__Exercise details__. Quote each line exactly, from the line that contains "Where in the photo above can the person" down to the last line of the listing, and no other lines.

>> START Input

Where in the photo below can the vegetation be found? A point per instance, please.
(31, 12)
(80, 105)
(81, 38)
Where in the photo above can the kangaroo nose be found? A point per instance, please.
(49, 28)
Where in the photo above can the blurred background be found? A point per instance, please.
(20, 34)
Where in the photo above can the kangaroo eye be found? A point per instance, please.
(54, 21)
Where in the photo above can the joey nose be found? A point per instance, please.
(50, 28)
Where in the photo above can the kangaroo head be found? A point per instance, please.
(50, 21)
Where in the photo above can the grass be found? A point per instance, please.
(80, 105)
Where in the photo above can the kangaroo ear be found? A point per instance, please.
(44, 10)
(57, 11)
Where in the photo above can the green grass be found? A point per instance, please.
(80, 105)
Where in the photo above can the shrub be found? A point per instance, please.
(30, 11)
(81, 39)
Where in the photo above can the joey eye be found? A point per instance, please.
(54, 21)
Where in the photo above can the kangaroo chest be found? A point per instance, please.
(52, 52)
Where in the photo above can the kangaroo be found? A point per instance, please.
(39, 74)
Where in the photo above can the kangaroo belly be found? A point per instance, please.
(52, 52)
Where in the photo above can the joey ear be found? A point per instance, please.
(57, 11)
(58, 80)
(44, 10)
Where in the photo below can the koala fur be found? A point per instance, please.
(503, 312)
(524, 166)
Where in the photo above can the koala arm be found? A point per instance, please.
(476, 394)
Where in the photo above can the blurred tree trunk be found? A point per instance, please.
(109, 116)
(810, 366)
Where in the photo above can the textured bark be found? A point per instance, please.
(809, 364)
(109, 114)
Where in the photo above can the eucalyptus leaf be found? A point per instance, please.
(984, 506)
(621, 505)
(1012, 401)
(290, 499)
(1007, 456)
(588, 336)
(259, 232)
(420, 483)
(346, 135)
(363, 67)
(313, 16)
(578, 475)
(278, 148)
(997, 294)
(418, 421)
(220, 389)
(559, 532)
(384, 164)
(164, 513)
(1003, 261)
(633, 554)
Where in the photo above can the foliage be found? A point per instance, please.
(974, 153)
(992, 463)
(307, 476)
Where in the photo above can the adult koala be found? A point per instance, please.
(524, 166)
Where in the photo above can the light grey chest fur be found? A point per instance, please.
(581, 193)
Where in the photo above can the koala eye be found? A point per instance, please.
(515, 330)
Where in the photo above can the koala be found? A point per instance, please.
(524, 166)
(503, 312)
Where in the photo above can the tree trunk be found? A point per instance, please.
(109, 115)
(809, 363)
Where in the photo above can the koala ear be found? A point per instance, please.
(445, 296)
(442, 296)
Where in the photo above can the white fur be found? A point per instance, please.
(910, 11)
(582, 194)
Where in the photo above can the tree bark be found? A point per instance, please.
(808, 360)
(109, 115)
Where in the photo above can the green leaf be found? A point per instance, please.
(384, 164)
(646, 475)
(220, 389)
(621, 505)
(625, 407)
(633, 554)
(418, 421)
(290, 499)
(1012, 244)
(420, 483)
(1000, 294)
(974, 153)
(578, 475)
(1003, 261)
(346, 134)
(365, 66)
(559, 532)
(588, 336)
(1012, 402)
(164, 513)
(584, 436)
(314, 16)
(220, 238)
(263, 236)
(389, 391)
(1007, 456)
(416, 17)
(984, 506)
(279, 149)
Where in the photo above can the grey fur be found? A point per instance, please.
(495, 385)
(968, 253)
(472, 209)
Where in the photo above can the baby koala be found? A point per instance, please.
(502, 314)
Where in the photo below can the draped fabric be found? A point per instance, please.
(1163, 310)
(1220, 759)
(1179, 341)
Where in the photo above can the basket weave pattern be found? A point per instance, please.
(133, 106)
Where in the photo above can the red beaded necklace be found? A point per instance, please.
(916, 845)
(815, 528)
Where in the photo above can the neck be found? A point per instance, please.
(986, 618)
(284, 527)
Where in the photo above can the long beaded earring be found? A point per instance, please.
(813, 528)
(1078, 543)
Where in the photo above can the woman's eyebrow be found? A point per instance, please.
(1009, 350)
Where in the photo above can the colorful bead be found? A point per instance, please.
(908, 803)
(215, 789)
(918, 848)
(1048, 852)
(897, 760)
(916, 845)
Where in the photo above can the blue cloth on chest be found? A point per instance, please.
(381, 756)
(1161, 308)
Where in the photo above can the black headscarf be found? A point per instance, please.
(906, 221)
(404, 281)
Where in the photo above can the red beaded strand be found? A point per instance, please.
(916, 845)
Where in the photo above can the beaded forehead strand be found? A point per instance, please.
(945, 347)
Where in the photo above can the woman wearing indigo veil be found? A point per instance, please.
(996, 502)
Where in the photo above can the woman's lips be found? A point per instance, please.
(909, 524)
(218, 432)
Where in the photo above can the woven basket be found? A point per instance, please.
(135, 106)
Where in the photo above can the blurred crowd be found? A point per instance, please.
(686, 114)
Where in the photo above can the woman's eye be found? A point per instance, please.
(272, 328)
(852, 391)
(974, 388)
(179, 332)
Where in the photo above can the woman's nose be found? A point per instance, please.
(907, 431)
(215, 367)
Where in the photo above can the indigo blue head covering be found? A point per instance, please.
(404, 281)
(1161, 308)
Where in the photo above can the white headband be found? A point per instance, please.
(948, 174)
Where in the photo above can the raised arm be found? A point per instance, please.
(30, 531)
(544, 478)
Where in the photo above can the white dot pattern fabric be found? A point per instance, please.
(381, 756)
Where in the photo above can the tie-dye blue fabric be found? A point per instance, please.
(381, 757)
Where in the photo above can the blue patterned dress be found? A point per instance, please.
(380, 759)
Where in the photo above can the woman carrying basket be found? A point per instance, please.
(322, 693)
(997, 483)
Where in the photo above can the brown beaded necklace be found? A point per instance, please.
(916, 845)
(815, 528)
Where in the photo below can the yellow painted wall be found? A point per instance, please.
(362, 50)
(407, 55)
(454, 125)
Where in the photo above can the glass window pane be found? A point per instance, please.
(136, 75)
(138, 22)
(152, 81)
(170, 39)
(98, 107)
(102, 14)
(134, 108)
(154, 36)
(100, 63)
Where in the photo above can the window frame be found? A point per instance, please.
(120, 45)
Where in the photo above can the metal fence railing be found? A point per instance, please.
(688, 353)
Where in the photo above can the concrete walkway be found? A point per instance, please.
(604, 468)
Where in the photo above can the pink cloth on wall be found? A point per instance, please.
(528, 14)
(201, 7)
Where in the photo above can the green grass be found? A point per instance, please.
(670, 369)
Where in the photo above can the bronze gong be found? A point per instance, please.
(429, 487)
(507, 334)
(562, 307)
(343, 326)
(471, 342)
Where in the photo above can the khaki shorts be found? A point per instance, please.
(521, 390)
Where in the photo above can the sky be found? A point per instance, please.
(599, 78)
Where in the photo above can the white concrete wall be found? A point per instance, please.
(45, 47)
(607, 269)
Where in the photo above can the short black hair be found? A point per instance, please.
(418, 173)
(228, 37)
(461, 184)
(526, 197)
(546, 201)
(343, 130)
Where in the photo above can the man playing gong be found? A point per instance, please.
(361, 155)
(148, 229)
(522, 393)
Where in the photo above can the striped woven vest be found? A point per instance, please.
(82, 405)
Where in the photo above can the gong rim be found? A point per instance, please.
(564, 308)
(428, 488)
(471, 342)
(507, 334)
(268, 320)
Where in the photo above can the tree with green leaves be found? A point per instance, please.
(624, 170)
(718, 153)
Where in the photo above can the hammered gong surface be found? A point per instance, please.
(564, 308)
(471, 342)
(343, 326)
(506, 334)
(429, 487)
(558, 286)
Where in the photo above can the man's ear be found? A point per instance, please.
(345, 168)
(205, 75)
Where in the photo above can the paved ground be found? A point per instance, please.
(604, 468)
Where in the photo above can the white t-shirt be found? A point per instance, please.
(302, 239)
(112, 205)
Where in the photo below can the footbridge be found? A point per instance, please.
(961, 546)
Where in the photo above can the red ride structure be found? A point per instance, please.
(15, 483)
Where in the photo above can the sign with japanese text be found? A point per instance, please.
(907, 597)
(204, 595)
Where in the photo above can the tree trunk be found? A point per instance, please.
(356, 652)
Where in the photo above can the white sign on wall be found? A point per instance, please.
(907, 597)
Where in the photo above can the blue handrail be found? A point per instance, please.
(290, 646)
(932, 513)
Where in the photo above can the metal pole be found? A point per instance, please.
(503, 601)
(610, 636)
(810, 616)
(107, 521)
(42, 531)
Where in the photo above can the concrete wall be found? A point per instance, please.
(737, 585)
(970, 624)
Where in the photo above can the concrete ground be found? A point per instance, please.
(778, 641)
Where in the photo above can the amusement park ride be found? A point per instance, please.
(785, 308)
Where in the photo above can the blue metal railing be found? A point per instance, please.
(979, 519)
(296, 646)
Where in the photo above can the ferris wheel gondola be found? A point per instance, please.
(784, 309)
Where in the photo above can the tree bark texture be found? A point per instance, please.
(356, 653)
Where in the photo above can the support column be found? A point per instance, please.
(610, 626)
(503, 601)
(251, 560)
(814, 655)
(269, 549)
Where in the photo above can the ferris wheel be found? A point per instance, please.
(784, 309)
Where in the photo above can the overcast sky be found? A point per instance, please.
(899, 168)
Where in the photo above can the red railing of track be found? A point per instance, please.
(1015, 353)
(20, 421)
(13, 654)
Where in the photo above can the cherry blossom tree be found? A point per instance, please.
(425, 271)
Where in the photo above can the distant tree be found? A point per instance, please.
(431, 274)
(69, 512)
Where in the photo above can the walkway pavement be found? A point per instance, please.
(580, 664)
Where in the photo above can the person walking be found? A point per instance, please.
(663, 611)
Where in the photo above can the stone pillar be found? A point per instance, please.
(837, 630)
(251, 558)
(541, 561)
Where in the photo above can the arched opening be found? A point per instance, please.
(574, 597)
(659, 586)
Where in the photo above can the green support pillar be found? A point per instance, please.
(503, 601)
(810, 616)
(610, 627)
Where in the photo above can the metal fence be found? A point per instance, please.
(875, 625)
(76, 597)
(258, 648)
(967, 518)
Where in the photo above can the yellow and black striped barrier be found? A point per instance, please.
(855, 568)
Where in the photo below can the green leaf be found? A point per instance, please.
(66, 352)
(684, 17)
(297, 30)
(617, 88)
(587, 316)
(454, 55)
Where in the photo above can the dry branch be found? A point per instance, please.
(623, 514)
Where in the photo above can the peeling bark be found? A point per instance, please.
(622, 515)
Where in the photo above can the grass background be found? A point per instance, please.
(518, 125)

>> END Input

__Answer in full__.
Where in the photo above can the person walking be found? A point per instance, please.
(663, 611)
Where in the photo above can the stone pillar be found? A point per instance, please.
(837, 630)
(251, 558)
(541, 561)
Where in the photo above can the arched opening be found? A point per instance, please.
(574, 597)
(659, 586)
Where in the photo above can the green support pillar be found? A point per instance, please.
(503, 601)
(810, 616)
(610, 627)
Where in the photo above can the metal fence be found? A point per instance, please.
(875, 625)
(76, 597)
(258, 648)
(967, 518)
Where in the photo above can the yellow and black striped barrier be found? A point per instance, please.
(855, 568)
Where in the photo below can the green leaf be found? A point per instance, please.
(66, 352)
(684, 17)
(297, 30)
(617, 88)
(587, 316)
(454, 55)
Where in the photo above can the dry branch be found? A point per instance, please.
(623, 514)
Where in the photo above can the peeling bark be found? A point per instance, please.
(622, 515)
Where in the photo above can the grass background be found? A point per instance, please.
(518, 125)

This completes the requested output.